Segmentation mask data
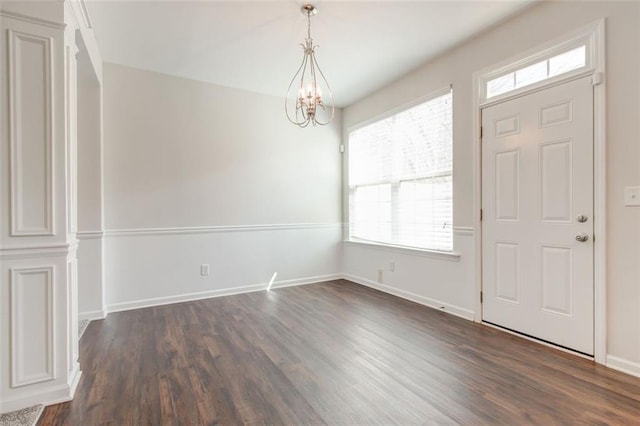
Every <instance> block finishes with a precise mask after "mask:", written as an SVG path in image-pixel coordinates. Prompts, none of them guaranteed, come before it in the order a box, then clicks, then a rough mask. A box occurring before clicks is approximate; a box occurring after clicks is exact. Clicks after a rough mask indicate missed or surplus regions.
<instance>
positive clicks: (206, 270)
mask: <svg viewBox="0 0 640 426" xmlns="http://www.w3.org/2000/svg"><path fill="white" fill-rule="evenodd" d="M200 275H202V276H203V277H206V276H207V275H209V264H208V263H203V264H202V265H200Z"/></svg>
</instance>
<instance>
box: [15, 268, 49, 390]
mask: <svg viewBox="0 0 640 426" xmlns="http://www.w3.org/2000/svg"><path fill="white" fill-rule="evenodd" d="M55 270H56V267H55V265H50V266H42V267H40V266H39V267H27V268H10V269H9V273H10V277H11V280H10V285H9V292H10V295H11V296H10V312H11V314H10V316H9V318H10V323H11V339H10V346H11V387H12V388H18V387H21V386H26V385H33V384H36V383H42V382H47V381H50V380H54V379H55V378H56V368H55V366H56V363H55V362H56V351H55V347H54V346H55V343H56V334H55V313H56V312H55V300H54V292H53V288H54V285H55V282H54V280H55V275H56V274H55ZM36 274H37V275H44V281H43V284H44V288H43V291H44V295H45V310H46V312H45V324H44V327H45V329H46V341H45V342H43V343H44V345H43V346H44V352H45V356H46V363H45V364H46V365H45V366H44V367H45V368H44V370H42V371H40V372H39V373H37V374H31V375H30V376H25V375H24V371H23V367H24V365H23V360H24V359H25V358H26V354H25V353H24V339H28V338H29V336H27V335H26V333H25V332H24V330H23V325H24V324H23V321H21V320H20V318H21V317H23V316H25V314H26V312H25V310H28V308H29V306H28V305H29V303H28V301H26V300H24V299H23V292H22V290H23V287H24V285H23V283H22V281H21V277H22V276H24V275H36Z"/></svg>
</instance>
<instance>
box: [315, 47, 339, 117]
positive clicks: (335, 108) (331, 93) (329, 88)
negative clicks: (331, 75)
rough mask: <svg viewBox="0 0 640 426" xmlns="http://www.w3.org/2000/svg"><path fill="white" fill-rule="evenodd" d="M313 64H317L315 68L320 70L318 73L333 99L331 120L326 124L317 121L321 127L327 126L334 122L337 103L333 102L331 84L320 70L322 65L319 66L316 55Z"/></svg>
mask: <svg viewBox="0 0 640 426" xmlns="http://www.w3.org/2000/svg"><path fill="white" fill-rule="evenodd" d="M313 62H315V68H316V69H317V70H318V72H319V73H320V76H321V77H322V80H323V81H324V84H325V85H326V86H327V90H328V92H329V97H330V98H331V117H329V120H327V121H325V122H322V121H319V120H316V123H318V124H319V125H321V126H325V125H327V124H329V123H330V122H331V121H332V120H333V117H334V115H335V112H336V107H335V103H334V100H333V92H332V91H331V87H330V86H329V82H328V81H327V79H326V77H325V76H324V73H323V72H322V69H321V68H320V65H318V61H316V57H315V55H314V56H313Z"/></svg>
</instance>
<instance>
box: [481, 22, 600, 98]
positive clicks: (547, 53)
mask: <svg viewBox="0 0 640 426" xmlns="http://www.w3.org/2000/svg"><path fill="white" fill-rule="evenodd" d="M594 28H596V27H595V26H594V24H591V25H589V26H587V27H584V28H582V29H580V30H578V31H575V32H574V33H573V34H570V35H568V36H565V37H563V38H562V39H560V40H553V41H551V42H549V43H547V44H546V45H545V46H543V47H542V48H537V49H536V50H535V51H533V52H523V53H522V54H521V55H519V56H520V59H516V60H513V59H511V60H509V61H508V62H505V63H503V64H498V65H497V66H492V67H491V69H490V70H483V71H479V72H477V73H476V76H477V78H478V82H479V84H480V86H479V95H480V104H481V105H485V104H488V103H492V104H493V103H494V102H498V101H501V100H504V99H506V98H509V97H511V96H515V95H519V94H521V93H525V92H530V91H532V90H537V89H539V88H541V87H545V86H548V85H551V84H556V83H559V82H561V81H567V80H570V79H574V78H580V77H582V76H584V75H587V74H589V73H592V72H593V71H594V70H595V69H596V64H599V63H600V62H601V61H602V58H599V57H597V56H598V54H597V52H598V49H597V46H596V44H597V43H602V40H601V39H600V38H598V37H597V31H596V30H595V29H594Z"/></svg>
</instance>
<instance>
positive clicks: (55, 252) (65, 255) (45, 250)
mask: <svg viewBox="0 0 640 426" xmlns="http://www.w3.org/2000/svg"><path fill="white" fill-rule="evenodd" d="M77 247H78V244H77V242H75V241H74V242H71V243H66V244H40V245H38V244H33V245H30V246H27V247H11V248H4V249H0V260H8V259H32V258H37V257H57V256H67V255H69V254H70V253H73V252H74V251H75V250H76V249H77Z"/></svg>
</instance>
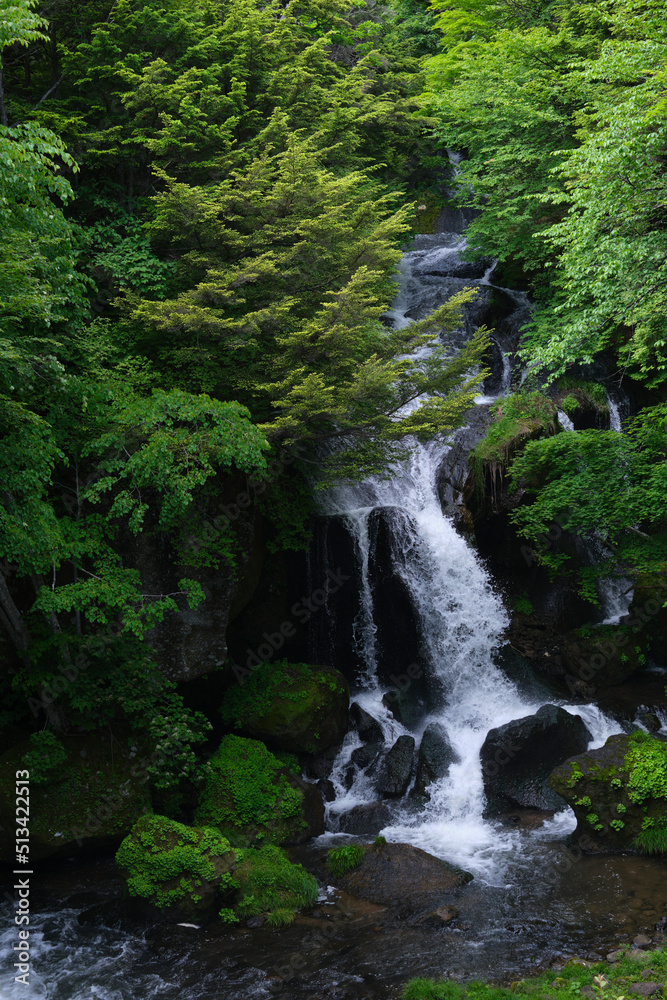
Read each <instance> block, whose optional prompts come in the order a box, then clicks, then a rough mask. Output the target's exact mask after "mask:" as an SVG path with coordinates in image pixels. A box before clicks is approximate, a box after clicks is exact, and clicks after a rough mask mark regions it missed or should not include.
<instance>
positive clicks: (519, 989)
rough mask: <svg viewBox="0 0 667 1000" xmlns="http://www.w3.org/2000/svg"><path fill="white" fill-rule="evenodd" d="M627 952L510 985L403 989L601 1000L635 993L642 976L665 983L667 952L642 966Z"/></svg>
mask: <svg viewBox="0 0 667 1000" xmlns="http://www.w3.org/2000/svg"><path fill="white" fill-rule="evenodd" d="M630 954H633V955H634V956H635V959H636V956H637V952H633V953H631V952H626V953H625V954H624V955H621V956H620V959H619V961H617V962H614V964H613V965H610V964H609V963H608V962H598V963H596V964H594V965H591V966H586V965H584V964H582V963H581V962H580V961H578V960H576V959H574V960H573V961H571V962H568V964H567V965H566V966H565V967H564V968H562V969H559V970H556V969H550V970H549V971H548V972H543V973H542V974H541V975H540V976H535V977H534V978H531V979H521V980H519V981H518V982H514V983H512V984H511V986H495V985H493V984H491V983H481V982H474V983H455V982H452V981H450V980H439V981H438V980H435V979H412V980H411V981H410V982H409V983H408V984H407V985H406V986H405V988H404V990H403V993H402V996H403V1000H468V998H469V1000H516V997H535V998H536V1000H572V996H574V995H576V996H579V995H580V994H582V993H583V995H587V996H597V997H599V998H600V1000H620V998H621V997H627V996H628V994H630V995H631V994H632V993H633V990H632V984H635V985H636V984H637V980H639V979H641V978H643V979H644V981H646V980H647V972H646V971H642V974H641V976H640V968H641V969H642V970H649V973H650V974H649V975H648V978H650V979H653V980H654V981H656V982H658V983H663V982H664V980H665V976H666V975H667V952H665V951H664V950H661V951H651V952H646V953H645V956H644V959H643V961H642V964H641V966H638V963H637V961H636V960H635V959H632V958H630V957H629V956H630Z"/></svg>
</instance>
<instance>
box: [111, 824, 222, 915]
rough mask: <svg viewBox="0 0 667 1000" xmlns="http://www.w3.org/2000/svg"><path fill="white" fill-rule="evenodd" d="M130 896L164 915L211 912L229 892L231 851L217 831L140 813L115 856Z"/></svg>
mask: <svg viewBox="0 0 667 1000" xmlns="http://www.w3.org/2000/svg"><path fill="white" fill-rule="evenodd" d="M116 863H117V864H118V867H119V868H120V870H121V872H122V874H123V876H124V878H125V879H126V882H127V891H128V893H129V895H130V896H131V897H138V898H139V899H141V900H144V902H145V903H148V904H150V906H152V907H155V908H156V909H157V910H159V911H161V912H162V913H165V912H166V913H168V914H169V915H170V916H174V917H183V918H185V919H187V918H189V917H190V918H191V917H193V916H195V915H200V914H202V913H206V912H207V911H210V910H212V909H213V908H214V907H215V906H216V903H217V904H218V909H219V904H220V902H221V901H222V898H223V896H224V895H225V894H227V893H229V891H230V886H229V882H230V880H231V875H232V874H233V872H234V870H235V868H236V855H235V853H234V851H233V850H232V848H231V846H230V844H229V841H227V840H226V839H225V838H224V837H223V836H222V835H221V834H220V833H218V831H217V830H211V829H194V828H192V827H188V826H183V824H182V823H176V822H175V821H174V820H170V819H167V817H166V816H142V817H141V819H140V820H138V821H137V822H136V823H135V825H134V826H133V827H132V831H131V832H130V834H129V835H128V836H127V837H126V838H125V840H124V841H123V843H122V844H121V845H120V847H119V849H118V853H117V854H116Z"/></svg>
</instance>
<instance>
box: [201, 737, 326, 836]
mask: <svg viewBox="0 0 667 1000" xmlns="http://www.w3.org/2000/svg"><path fill="white" fill-rule="evenodd" d="M208 772H209V774H208V778H207V781H206V785H205V787H204V790H203V792H202V795H201V797H200V800H199V805H198V807H197V810H196V812H195V822H196V823H197V825H199V826H212V827H215V828H216V829H218V830H220V832H221V833H222V834H223V835H224V836H225V837H226V838H227V839H228V840H229V841H230V842H231V843H232V845H233V846H235V847H236V846H238V847H247V846H256V845H258V844H263V843H274V844H298V843H302V842H303V841H304V840H308V839H309V838H310V837H314V836H318V835H319V834H320V833H323V832H324V806H323V803H322V796H321V793H320V790H319V789H318V787H317V785H315V784H311V783H310V782H307V781H304V780H303V779H302V778H301V776H300V775H299V774H298V766H296V764H295V761H294V760H292V761H289V760H288V761H284V760H280V759H279V758H278V757H276V756H274V754H272V753H271V752H270V750H268V749H267V748H266V747H265V746H264V744H263V743H259V742H257V741H256V740H248V739H244V738H243V737H241V736H233V735H229V736H225V737H224V739H223V740H222V743H221V744H220V747H219V748H218V750H217V751H216V753H215V754H214V755H213V757H211V759H210V760H209V762H208Z"/></svg>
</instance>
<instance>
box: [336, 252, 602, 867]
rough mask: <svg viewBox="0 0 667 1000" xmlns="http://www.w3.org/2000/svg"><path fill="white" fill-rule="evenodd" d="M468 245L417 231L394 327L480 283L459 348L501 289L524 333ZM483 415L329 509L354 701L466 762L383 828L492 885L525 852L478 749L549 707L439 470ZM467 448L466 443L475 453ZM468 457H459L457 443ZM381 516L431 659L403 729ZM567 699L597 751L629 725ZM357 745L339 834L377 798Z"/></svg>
mask: <svg viewBox="0 0 667 1000" xmlns="http://www.w3.org/2000/svg"><path fill="white" fill-rule="evenodd" d="M464 247H465V239H464V238H462V237H461V236H460V235H459V234H456V233H439V234H437V235H435V236H422V237H418V238H417V239H416V241H415V248H414V249H413V250H411V251H410V252H408V253H406V254H405V255H404V258H403V260H402V263H401V268H400V272H399V275H398V277H397V281H398V293H397V296H396V300H395V303H394V307H393V309H392V310H391V312H390V313H388V314H387V318H388V319H389V320H390V321H391V322H392V323H393V324H394V325H395V326H401V327H402V326H404V325H405V324H407V323H408V322H409V321H410V320H411V319H419V318H422V317H423V316H425V315H428V313H430V312H431V311H432V310H433V309H434V308H436V307H437V306H438V305H440V304H441V303H442V302H444V301H446V300H447V299H448V298H450V297H451V296H452V295H454V294H455V293H456V292H457V291H459V290H460V289H461V288H463V287H470V286H474V287H476V288H477V289H478V291H479V296H478V300H477V301H476V302H473V303H472V305H471V306H470V307H469V309H468V311H467V315H466V317H465V322H464V326H465V330H464V331H460V332H459V333H455V334H454V335H453V338H452V342H453V343H454V344H455V345H456V344H458V343H460V342H461V341H462V340H464V339H465V338H466V337H467V336H468V335H469V333H470V331H471V330H472V329H474V327H475V325H476V324H477V323H479V322H482V321H483V314H484V307H485V305H488V303H489V302H490V297H491V295H492V294H493V293H494V292H498V294H499V295H503V296H504V301H506V302H507V304H508V305H507V315H506V317H505V318H504V319H503V320H502V321H501V324H500V325H501V328H504V330H505V336H508V333H507V331H513V333H514V334H516V333H517V332H518V329H519V326H520V324H521V322H522V321H525V317H526V309H527V303H526V301H525V297H521V296H519V295H518V294H517V293H511V292H508V291H507V290H504V289H494V287H493V286H491V285H490V284H489V277H490V274H491V268H489V265H488V262H484V263H483V265H475V264H469V263H467V262H465V261H462V260H461V258H460V254H461V251H462V250H463V249H464ZM471 279H472V280H471ZM496 333H497V331H496ZM496 343H497V346H498V347H499V349H500V354H501V357H500V359H499V365H498V371H497V372H496V373H495V375H496V381H495V387H496V394H495V395H491V394H485V393H484V391H482V392H480V395H479V397H478V398H477V403H478V406H477V407H476V408H474V410H476V411H477V413H479V414H482V416H484V417H485V420H484V421H482V423H483V424H485V425H487V426H488V421H489V419H490V418H489V417H488V416H487V415H486V414H487V411H488V406H489V404H490V402H492V401H493V399H494V398H497V396H498V395H499V394H502V393H504V392H506V391H507V389H508V387H509V384H510V377H511V371H510V364H509V361H508V360H507V355H508V353H509V352H508V351H505V350H503V348H502V347H501V342H500V338H498V337H496ZM563 417H564V418H565V420H567V417H565V415H564V414H563ZM475 422H476V416H475V412H472V413H471V414H469V417H468V426H467V427H466V428H463V429H462V430H461V431H460V432H457V433H456V434H454V435H452V437H451V438H450V439H449V440H447V441H446V442H441V441H431V442H428V443H420V442H418V441H416V440H413V441H411V442H410V448H409V453H408V457H407V458H406V459H405V460H404V461H403V462H401V463H400V464H399V465H396V466H395V467H394V468H392V469H391V470H390V474H389V476H388V477H387V478H386V479H379V478H377V479H376V478H369V479H367V480H366V481H364V482H361V483H355V484H345V485H342V484H341V485H338V486H337V487H335V488H333V489H331V490H330V491H329V492H328V493H327V494H326V496H325V498H324V500H323V513H325V514H326V515H328V516H330V517H337V518H341V519H343V520H344V522H345V523H346V524H347V526H348V529H349V531H350V533H351V535H352V537H353V540H354V548H355V552H356V553H357V559H358V570H359V573H360V578H361V584H360V587H359V611H358V613H357V616H356V619H355V621H354V625H353V631H354V636H355V643H356V649H357V652H358V653H359V654H360V656H361V658H362V660H363V662H364V665H365V671H366V673H365V677H364V678H363V679H362V690H361V691H360V692H359V693H358V694H355V695H354V700H355V701H357V702H358V703H359V704H360V705H361V707H362V708H364V709H365V710H366V711H368V712H369V713H370V714H371V715H373V716H374V717H375V718H376V719H377V720H378V721H379V723H380V725H381V727H382V732H383V736H384V739H385V743H386V744H387V745H388V746H389V745H391V744H393V742H394V741H395V740H396V739H397V737H398V736H400V735H403V734H405V733H409V732H411V733H412V735H413V736H414V737H415V739H416V742H417V744H418V743H419V739H420V738H421V736H422V734H423V732H424V729H425V728H426V726H427V725H428V724H429V723H430V722H438V723H440V724H441V725H442V726H443V727H444V730H445V731H446V734H447V738H448V740H449V743H450V745H451V748H452V750H453V753H454V758H455V762H454V763H452V764H451V765H450V768H449V770H448V773H447V774H446V775H445V777H444V778H441V779H440V780H438V781H436V782H434V783H432V784H431V785H430V787H429V793H430V800H429V801H428V802H427V803H426V805H422V806H419V807H418V806H416V805H415V804H414V799H411V798H410V797H409V795H408V796H406V797H404V798H403V799H402V800H398V801H396V800H389V801H385V803H384V804H383V808H384V809H385V815H386V813H387V812H388V813H389V815H390V820H389V822H388V823H387V824H386V825H385V826H384V829H383V831H382V832H383V834H384V835H385V836H386V837H387V839H390V840H394V841H408V842H410V843H413V844H415V845H417V846H421V847H423V848H425V849H427V850H429V851H430V852H431V853H433V854H436V855H438V856H440V857H443V858H445V859H446V860H449V861H453V862H455V863H459V864H461V865H462V866H463V867H466V868H468V869H469V870H471V871H473V872H474V873H475V874H476V875H478V876H481V877H483V878H485V879H486V881H488V882H494V881H496V880H498V879H499V880H500V883H502V880H503V878H504V875H503V871H504V864H503V861H502V859H503V858H505V859H506V860H508V859H512V858H514V859H516V856H517V853H520V850H519V838H520V834H519V833H517V831H516V830H512V829H508V828H506V827H501V826H500V825H499V824H497V823H493V822H489V821H487V820H485V819H484V817H483V812H484V806H485V798H484V786H483V780H482V770H481V764H480V749H481V747H482V744H483V742H484V740H485V738H486V735H487V733H488V732H489V730H490V729H492V728H495V727H498V726H501V725H503V724H505V723H507V722H510V721H512V720H515V719H519V718H522V717H524V716H527V715H531V714H533V713H534V712H535V711H537V709H538V708H539V707H540V706H541V705H542V704H545V703H546V702H545V701H544V700H539V699H534V700H531V699H530V698H526V697H523V696H522V695H521V694H520V693H519V691H518V690H517V688H516V686H515V685H514V683H513V682H512V681H510V680H509V679H508V678H507V676H506V675H505V674H504V672H503V671H502V670H501V669H500V668H499V667H498V666H497V665H496V663H495V661H494V654H495V653H496V652H497V650H498V648H499V646H500V645H501V643H502V636H503V632H504V630H505V628H506V626H507V624H508V618H507V613H506V611H505V608H504V606H503V602H502V600H501V597H500V595H499V594H498V593H497V592H496V590H495V589H494V586H493V584H492V581H491V580H490V578H489V575H488V572H487V570H486V568H485V566H484V565H483V563H482V562H481V561H480V559H479V558H478V556H477V555H476V553H475V551H474V550H473V548H472V547H471V546H470V545H469V543H468V542H467V541H466V539H465V538H464V537H463V536H462V535H461V534H459V533H458V532H457V530H456V528H455V527H454V524H453V523H452V521H451V520H450V519H449V517H447V516H446V515H445V514H444V513H443V504H442V502H441V499H442V498H441V495H440V489H439V481H440V480H439V477H440V474H441V472H442V469H443V468H447V467H448V463H451V460H452V456H453V453H454V451H456V446H457V444H459V445H460V443H461V439H462V437H463V439H465V435H466V434H467V433H469V431H470V425H472V424H474V423H475ZM482 433H483V430H482ZM478 436H479V435H478ZM470 446H472V445H471V444H470V442H468V451H469V450H470ZM458 451H459V458H460V448H459V450H458ZM466 457H467V456H466ZM374 512H378V514H377V515H375V514H374ZM379 514H382V516H383V517H384V518H385V523H387V524H389V525H390V530H391V546H390V552H389V554H388V555H386V554H385V558H387V559H388V560H389V561H390V563H391V566H390V567H389V568H388V569H387V572H390V573H391V575H392V578H394V579H396V580H399V581H400V582H401V585H402V586H403V588H404V589H405V592H406V593H407V594H409V597H410V601H411V604H412V607H413V608H414V611H415V614H416V618H417V620H418V623H419V633H420V639H419V651H418V652H419V657H420V662H423V663H424V664H425V668H426V670H427V671H428V673H429V677H430V682H431V688H430V700H429V704H428V707H427V710H426V712H424V713H423V714H422V716H421V718H419V720H418V721H417V722H411V723H410V726H408V725H407V720H404V723H405V724H403V723H401V722H398V721H397V720H396V719H394V718H393V717H392V714H391V712H390V711H389V709H388V707H387V705H386V704H385V700H384V699H383V696H384V694H385V693H386V691H387V690H388V687H389V685H388V684H386V683H384V682H383V681H382V680H381V678H380V677H379V676H378V616H379V614H381V612H382V608H380V607H377V606H376V601H377V598H376V593H375V591H374V586H373V580H372V579H371V558H372V551H371V548H372V541H371V536H370V527H369V525H370V523H371V519H372V518H373V517H374V516H379ZM416 654H417V650H415V655H416ZM406 666H407V665H406V664H404V663H402V662H396V667H395V669H396V673H397V674H401V673H402V672H403V671H404V670H405V667H406ZM406 681H407V677H406ZM407 682H408V683H409V681H407ZM552 701H553V699H552ZM565 707H566V708H567V709H568V711H571V712H573V713H575V714H579V715H581V716H582V717H583V718H584V720H585V722H586V724H587V726H588V727H589V730H590V731H591V733H592V735H593V742H592V744H591V745H595V746H598V745H602V743H604V741H605V739H606V738H607V736H609V735H611V734H612V733H614V732H618V731H619V727H618V726H617V725H616V724H615V723H613V722H612V721H610V720H609V719H608V718H607V717H606V716H604V714H603V713H602V712H601V711H600V710H599V709H597V708H596V707H595V706H565ZM360 746H361V741H360V740H359V737H358V735H357V734H356V733H355V732H351V733H349V734H348V736H347V738H346V740H345V742H344V744H343V747H342V749H341V751H340V753H339V755H338V758H337V760H336V762H335V765H334V770H333V773H332V776H331V780H332V783H333V786H334V791H335V800H334V801H333V802H331V803H330V804H329V806H328V810H327V812H328V821H329V824H330V828H331V829H333V830H334V831H335V830H336V829H337V824H338V821H339V818H340V817H341V816H342V815H344V814H346V813H347V812H348V811H349V810H350V809H352V808H354V807H355V806H359V805H370V804H371V803H374V802H377V799H378V795H377V792H376V791H375V788H374V783H373V780H372V777H371V776H369V774H368V773H366V772H364V771H363V770H361V769H358V768H356V767H355V765H354V764H353V763H351V758H352V755H353V753H354V751H355V750H357V749H358V748H359V747H360ZM571 816H572V814H571V813H570V814H569V815H568V816H563V817H562V818H561V819H560V820H559V822H558V824H557V827H558V830H559V831H560V832H561V833H562V831H563V830H565V831H568V830H571V829H572V828H573V825H574V823H573V820H572V818H571ZM500 883H498V884H500Z"/></svg>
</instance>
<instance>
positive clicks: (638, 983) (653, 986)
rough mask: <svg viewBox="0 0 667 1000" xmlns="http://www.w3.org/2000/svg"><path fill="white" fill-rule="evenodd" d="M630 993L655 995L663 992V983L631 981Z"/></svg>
mask: <svg viewBox="0 0 667 1000" xmlns="http://www.w3.org/2000/svg"><path fill="white" fill-rule="evenodd" d="M628 993H635V994H636V995H637V996H640V997H653V996H656V994H658V993H660V994H662V983H650V982H649V983H647V982H642V983H630V985H629V986H628Z"/></svg>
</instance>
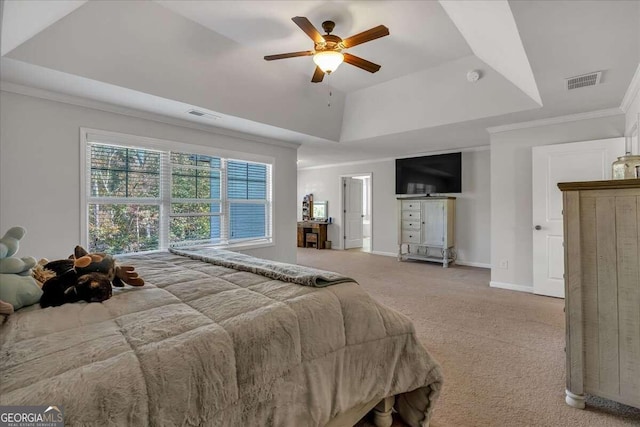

▸ Task statement
Could you copy every line from the records that mentions the word "with"?

▸ Expected output
Every <instance> block finishes with a precise mask after "mask:", written as an SVG path in image-pixel coordinates. Prompts, none of them guaranteed, come before it in the order a box, then clicks, then a rough mask. A box occurring before clicks is approximate; a box occurring after clicks is exact. Clicks after a rough mask indicate missed or surplus regions.
Read each <instance> block, whose optional prompts come in the order a box, then clicks, then a rough mask. Output the target's exact mask after "mask:" as an SVG path with coordinates in image pixels. A box before clicks is approximate, a box after clicks is exact, and clicks after a rough mask mark regions it missed or should not include.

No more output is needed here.